> _Request_
Repeat the following data line for line, without changing anything, and leave out the pictures.

> _Pointing data excerpts_
━━━━━━━━━━━━━━━━━━━━
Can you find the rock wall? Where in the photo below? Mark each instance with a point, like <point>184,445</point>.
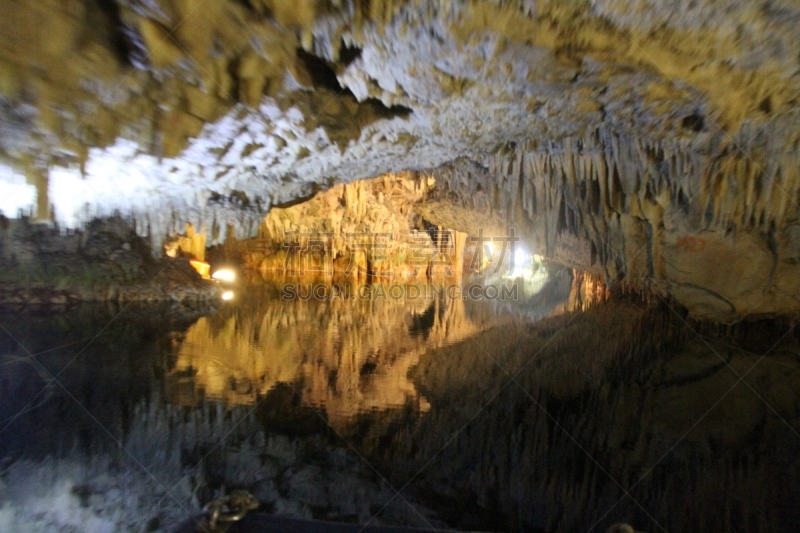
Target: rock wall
<point>172,114</point>
<point>363,228</point>
<point>107,261</point>
<point>718,231</point>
━━━━━━━━━━━━━━━━━━━━
> _Solution for this problem_
Can you find the rock wall? Where in the photo below? Mark each instance with a point, like <point>184,445</point>.
Target: rock wall
<point>172,114</point>
<point>363,228</point>
<point>107,261</point>
<point>718,231</point>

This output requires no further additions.